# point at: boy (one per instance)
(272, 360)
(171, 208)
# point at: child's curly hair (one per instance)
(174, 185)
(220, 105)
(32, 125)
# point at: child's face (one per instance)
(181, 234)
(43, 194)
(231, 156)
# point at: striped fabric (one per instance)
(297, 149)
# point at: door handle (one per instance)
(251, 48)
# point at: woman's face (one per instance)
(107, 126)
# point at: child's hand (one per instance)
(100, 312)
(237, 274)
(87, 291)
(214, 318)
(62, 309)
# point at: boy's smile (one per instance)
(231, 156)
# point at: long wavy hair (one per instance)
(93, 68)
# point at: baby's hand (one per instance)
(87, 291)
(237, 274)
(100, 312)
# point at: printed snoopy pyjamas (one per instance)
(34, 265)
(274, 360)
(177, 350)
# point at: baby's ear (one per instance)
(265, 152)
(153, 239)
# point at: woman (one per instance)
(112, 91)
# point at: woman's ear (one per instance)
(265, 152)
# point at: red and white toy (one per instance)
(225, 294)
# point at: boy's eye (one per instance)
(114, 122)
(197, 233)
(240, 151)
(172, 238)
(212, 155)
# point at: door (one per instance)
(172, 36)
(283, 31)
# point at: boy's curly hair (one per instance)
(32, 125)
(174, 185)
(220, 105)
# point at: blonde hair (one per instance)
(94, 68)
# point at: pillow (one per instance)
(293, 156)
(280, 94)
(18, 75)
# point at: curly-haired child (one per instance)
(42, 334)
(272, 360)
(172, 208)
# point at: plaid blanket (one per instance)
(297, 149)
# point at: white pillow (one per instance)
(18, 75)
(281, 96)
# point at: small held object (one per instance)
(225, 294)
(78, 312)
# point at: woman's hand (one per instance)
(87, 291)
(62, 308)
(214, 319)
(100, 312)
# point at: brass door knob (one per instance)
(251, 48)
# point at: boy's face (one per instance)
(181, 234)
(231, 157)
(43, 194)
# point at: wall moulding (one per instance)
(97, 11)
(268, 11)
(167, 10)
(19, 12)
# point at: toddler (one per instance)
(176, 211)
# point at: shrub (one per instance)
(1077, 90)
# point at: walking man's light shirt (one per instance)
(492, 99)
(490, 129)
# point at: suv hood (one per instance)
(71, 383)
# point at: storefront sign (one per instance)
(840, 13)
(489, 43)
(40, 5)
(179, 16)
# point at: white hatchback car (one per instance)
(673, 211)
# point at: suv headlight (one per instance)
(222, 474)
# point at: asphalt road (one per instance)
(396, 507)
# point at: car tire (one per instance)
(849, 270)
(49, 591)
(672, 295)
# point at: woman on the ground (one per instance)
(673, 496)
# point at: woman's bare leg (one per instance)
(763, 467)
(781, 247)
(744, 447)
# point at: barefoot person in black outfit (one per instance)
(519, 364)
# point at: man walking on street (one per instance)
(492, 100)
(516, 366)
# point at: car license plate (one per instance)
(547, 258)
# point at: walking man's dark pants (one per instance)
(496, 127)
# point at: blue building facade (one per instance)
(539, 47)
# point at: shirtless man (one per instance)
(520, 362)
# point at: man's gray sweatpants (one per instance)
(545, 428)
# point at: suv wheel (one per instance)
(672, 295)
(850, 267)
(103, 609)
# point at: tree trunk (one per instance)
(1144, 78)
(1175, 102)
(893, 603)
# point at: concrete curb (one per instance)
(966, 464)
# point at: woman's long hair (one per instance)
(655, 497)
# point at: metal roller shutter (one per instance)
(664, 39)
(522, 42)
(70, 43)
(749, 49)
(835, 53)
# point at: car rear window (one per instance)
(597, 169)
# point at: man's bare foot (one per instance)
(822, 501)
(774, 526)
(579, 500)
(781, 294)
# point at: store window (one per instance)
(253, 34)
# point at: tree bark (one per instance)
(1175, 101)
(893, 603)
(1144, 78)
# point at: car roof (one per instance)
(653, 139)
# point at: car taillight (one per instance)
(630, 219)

[Assignment]: Restate all of the entries exactly, please.

[Response to this task]:
# point at: boy (one per instance)
(272, 360)
(171, 208)
# point at: child's curly hair (one per instance)
(174, 185)
(220, 105)
(32, 125)
# point at: child's face (one per instance)
(181, 234)
(43, 194)
(231, 156)
# point at: striped fabric (one per instance)
(297, 149)
# point at: door handle (one per instance)
(251, 48)
# point at: woman's face (one per instance)
(107, 126)
# point at: child's hand (one per instance)
(100, 312)
(237, 274)
(87, 291)
(214, 318)
(62, 309)
# point at: boy's smile (one per instance)
(231, 156)
# point at: long wavy hair (one per instance)
(93, 68)
# point at: baby's hand (one per instance)
(87, 291)
(237, 274)
(100, 312)
# point at: printed snoopy pyjamas (one per instance)
(34, 265)
(274, 360)
(177, 350)
# point at: baby's ear (one per instance)
(265, 152)
(153, 239)
# point at: woman (one per instance)
(112, 91)
# point at: woman's ear (one per instance)
(265, 152)
# point at: red and white toy (one per instance)
(225, 294)
# point at: boy's eye (one per instance)
(114, 122)
(197, 233)
(240, 151)
(172, 238)
(212, 155)
# point at: door (one per instance)
(172, 36)
(283, 31)
# point at: boy's curly hair (one per instance)
(32, 125)
(174, 185)
(220, 105)
# point at: blonde hair (one per instance)
(94, 68)
# point at: pillow (one per instance)
(293, 156)
(280, 94)
(18, 75)
# point at: curly-haired child (one per instance)
(42, 334)
(272, 360)
(172, 208)
# point at: plaid blanket (one per instance)
(297, 149)
# point at: white pillow (one per instance)
(18, 75)
(281, 96)
# point at: small held object (one per instance)
(225, 294)
(78, 312)
# point at: woman's hand (one per instance)
(87, 291)
(62, 308)
(214, 319)
(100, 312)
# point at: brass door knob (one per instance)
(251, 48)
# point at: boy's face (one per instance)
(181, 234)
(231, 157)
(43, 194)
# point at: wall moulding (one per instance)
(97, 11)
(268, 11)
(167, 10)
(19, 12)
# point at: toddler (one per instance)
(176, 211)
# point at: shrub (one per instance)
(1077, 90)
# point at: walking man's light shirt (one per instance)
(492, 99)
(490, 129)
# point at: suv hood (one per instance)
(71, 383)
# point at: storefront sign (one per instance)
(840, 13)
(489, 43)
(40, 5)
(179, 16)
# point at: white hatchback car (one per instance)
(673, 211)
# point at: suv headlight (one per instance)
(222, 474)
# point at: asphalt road (one per instance)
(396, 507)
# point at: car tire (one per instance)
(849, 270)
(49, 591)
(672, 295)
# point at: woman on the ground (one per instance)
(673, 496)
# point at: woman's bare leg (one per instance)
(763, 467)
(781, 247)
(744, 447)
# point at: barefoot person in black outfit (one per instance)
(519, 364)
# point at: man walking on street (one per instance)
(492, 100)
(516, 366)
# point at: car license plate (one per instance)
(547, 258)
# point at: walking man's dark pants (one per instance)
(496, 127)
# point at: blue building facade (one per instance)
(539, 47)
# point at: shirtless man (one per instance)
(520, 362)
# point at: man's gray sweatpants (one per instance)
(545, 428)
# point at: suv wheel (one per instance)
(672, 295)
(850, 267)
(103, 609)
# point at: tree trunk (one per instance)
(1144, 78)
(1175, 102)
(893, 603)
# point at: concrete curb (one per instance)
(966, 464)
# point at: woman's long hair (one per instance)
(655, 497)
# point at: metal roller shutter (one per instance)
(664, 39)
(522, 42)
(70, 43)
(749, 49)
(835, 53)
# point at: car rear window (one per instance)
(597, 169)
# point at: man's bare foot (one per instance)
(822, 501)
(774, 526)
(579, 500)
(781, 294)
# point at: store window (one per instance)
(253, 34)
# point at: tree bark (one per instance)
(1175, 101)
(893, 603)
(1144, 78)
# point at: car roof (one per instance)
(653, 139)
# point at: car taillight (one per instance)
(630, 219)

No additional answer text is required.